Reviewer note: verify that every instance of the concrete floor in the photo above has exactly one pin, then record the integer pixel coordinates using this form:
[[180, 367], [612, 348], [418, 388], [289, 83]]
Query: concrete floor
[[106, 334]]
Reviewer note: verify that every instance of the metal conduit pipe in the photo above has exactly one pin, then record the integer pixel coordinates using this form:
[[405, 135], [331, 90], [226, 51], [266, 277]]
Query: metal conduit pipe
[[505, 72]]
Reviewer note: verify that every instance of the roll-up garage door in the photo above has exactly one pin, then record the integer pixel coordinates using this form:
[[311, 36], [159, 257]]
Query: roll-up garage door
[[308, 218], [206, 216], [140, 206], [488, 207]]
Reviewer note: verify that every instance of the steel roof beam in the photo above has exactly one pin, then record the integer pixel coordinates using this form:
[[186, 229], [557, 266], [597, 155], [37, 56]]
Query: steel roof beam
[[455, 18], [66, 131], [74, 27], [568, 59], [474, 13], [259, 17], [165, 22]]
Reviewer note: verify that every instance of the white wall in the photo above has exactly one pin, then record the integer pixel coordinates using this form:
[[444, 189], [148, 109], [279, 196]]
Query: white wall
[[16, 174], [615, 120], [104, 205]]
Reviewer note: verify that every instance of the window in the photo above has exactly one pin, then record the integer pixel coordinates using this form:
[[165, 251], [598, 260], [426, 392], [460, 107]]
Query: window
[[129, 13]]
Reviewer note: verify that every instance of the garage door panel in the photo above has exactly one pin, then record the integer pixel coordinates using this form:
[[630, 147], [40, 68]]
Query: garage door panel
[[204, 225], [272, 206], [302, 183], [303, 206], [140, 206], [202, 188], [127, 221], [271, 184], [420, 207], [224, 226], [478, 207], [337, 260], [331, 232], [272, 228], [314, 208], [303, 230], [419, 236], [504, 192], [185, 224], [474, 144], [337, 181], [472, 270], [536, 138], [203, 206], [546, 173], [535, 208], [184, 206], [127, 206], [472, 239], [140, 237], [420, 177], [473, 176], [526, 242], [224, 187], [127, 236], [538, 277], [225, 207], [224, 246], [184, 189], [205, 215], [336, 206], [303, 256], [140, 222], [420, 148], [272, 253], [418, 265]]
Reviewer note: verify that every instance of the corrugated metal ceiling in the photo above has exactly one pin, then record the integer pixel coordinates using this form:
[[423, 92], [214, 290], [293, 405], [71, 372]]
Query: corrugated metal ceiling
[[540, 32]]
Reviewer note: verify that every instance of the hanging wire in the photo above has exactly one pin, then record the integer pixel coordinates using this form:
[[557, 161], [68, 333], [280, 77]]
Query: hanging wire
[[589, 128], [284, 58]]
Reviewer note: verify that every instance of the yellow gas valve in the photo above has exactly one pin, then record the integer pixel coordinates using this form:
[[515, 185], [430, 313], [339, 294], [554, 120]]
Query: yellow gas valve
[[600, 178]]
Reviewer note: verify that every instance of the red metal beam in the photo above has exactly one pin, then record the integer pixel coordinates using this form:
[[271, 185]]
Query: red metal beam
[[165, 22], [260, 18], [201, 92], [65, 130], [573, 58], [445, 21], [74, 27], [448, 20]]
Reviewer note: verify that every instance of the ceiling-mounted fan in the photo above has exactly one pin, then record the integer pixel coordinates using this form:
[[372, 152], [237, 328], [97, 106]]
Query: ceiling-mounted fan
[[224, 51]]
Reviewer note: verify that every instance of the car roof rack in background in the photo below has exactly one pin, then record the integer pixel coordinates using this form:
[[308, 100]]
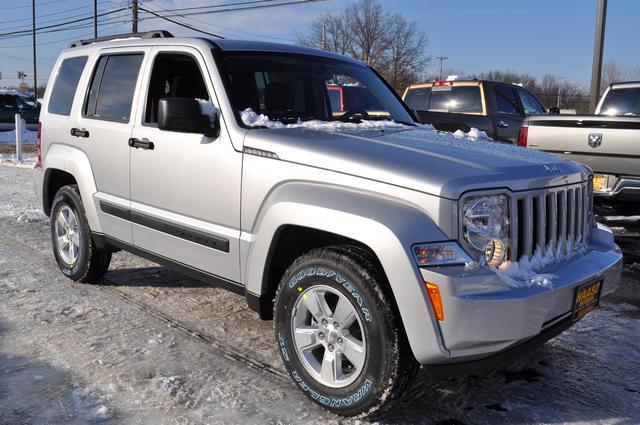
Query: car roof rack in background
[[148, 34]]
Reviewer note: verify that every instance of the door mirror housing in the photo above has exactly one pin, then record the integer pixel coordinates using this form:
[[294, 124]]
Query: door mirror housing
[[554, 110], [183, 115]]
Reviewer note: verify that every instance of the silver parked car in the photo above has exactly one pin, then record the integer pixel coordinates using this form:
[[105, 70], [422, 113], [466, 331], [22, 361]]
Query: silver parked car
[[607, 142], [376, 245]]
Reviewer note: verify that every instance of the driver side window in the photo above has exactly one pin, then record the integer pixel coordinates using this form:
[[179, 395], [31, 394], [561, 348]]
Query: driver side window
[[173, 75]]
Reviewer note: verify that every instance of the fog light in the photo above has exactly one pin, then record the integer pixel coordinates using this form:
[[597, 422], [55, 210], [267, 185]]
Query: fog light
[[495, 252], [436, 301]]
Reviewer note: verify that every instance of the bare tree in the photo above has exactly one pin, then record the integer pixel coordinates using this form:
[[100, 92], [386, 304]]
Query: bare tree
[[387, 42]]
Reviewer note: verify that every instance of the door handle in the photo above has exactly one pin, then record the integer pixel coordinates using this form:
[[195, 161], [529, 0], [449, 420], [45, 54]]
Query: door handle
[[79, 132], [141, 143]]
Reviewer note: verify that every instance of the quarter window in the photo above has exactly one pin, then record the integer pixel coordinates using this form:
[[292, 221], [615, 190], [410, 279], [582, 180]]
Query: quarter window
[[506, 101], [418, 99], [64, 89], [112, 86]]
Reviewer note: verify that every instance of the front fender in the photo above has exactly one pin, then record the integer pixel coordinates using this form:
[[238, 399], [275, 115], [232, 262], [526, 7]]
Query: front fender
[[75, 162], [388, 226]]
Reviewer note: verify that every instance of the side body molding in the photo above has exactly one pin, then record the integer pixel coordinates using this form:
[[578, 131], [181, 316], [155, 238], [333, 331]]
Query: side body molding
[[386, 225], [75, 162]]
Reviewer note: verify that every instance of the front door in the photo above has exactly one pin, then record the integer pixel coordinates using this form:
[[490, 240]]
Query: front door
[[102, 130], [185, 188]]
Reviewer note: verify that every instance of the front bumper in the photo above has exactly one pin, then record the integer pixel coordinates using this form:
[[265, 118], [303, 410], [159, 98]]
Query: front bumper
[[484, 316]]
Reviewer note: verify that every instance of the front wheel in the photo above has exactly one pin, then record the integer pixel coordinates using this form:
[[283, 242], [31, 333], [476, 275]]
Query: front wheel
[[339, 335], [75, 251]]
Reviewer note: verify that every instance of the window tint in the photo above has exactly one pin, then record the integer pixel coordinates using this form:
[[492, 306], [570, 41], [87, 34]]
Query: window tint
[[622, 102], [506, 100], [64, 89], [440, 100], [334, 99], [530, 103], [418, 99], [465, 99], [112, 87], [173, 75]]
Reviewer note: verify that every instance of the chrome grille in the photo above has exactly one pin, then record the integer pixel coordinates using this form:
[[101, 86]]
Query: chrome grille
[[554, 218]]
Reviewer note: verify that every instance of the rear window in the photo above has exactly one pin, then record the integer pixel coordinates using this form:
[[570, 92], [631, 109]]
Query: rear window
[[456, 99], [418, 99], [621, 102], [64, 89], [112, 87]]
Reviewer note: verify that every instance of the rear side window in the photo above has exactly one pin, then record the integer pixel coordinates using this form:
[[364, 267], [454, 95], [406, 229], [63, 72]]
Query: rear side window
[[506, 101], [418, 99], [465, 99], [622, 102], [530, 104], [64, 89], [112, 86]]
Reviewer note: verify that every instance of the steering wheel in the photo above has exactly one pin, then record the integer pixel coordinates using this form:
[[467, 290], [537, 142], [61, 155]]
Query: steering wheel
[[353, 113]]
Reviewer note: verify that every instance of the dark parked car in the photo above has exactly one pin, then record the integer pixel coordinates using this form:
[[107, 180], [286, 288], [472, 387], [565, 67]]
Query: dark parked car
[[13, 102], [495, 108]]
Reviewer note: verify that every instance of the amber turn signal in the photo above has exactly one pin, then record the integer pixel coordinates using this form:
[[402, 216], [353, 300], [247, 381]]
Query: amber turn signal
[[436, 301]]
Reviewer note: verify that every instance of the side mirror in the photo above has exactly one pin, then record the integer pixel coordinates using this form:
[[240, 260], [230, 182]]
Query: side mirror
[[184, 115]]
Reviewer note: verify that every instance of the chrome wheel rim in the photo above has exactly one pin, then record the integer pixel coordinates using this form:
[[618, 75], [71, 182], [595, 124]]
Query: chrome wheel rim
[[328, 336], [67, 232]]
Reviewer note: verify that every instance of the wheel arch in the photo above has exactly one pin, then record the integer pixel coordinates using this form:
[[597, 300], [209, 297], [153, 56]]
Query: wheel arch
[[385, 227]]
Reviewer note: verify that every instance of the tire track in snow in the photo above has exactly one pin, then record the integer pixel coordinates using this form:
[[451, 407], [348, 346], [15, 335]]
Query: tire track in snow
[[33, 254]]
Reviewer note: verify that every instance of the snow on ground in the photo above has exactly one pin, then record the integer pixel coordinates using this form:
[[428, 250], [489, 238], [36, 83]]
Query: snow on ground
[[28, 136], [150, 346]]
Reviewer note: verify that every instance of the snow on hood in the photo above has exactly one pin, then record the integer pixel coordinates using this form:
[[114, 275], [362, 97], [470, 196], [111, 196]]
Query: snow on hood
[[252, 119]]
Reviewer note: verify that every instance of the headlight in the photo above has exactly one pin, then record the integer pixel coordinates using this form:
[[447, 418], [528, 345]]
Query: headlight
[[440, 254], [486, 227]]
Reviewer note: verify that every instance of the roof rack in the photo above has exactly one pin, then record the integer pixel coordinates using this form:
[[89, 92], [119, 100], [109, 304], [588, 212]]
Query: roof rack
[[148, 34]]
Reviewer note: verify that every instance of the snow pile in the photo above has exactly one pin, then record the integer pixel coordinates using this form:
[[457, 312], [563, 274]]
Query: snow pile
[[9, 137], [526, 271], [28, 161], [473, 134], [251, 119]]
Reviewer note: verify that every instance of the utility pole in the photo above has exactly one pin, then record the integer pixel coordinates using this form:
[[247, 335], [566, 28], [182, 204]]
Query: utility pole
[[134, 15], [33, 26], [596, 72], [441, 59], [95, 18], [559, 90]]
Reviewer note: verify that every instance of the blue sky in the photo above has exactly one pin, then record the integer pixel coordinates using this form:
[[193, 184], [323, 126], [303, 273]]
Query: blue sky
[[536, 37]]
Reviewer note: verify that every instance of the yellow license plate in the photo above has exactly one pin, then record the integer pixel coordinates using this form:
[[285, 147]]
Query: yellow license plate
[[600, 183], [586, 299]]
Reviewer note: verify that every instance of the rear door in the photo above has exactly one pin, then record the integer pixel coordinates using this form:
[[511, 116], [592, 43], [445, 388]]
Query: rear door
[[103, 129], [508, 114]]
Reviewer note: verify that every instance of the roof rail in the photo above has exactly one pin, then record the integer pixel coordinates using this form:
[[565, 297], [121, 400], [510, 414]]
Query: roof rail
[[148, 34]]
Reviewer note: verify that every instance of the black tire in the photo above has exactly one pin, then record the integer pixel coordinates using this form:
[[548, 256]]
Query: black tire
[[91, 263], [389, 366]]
☆ ☆ ☆ ☆ ☆ ☆ ☆
> **WHAT YOU SHOULD DO**: Repeat, character for character, the lines of the material above from the line with "Query: front wheel" through the line with "[[492, 306], [570, 41], [87, 34]]".

> **WRITTEN SOLUTION**:
Query: front wheel
[[339, 335], [75, 251]]
Reviewer note: verify that every instance of the window tint in the photo above has exactly one pin, then record the integer pixel coordinates using this form:
[[492, 306], [570, 41], [87, 34]]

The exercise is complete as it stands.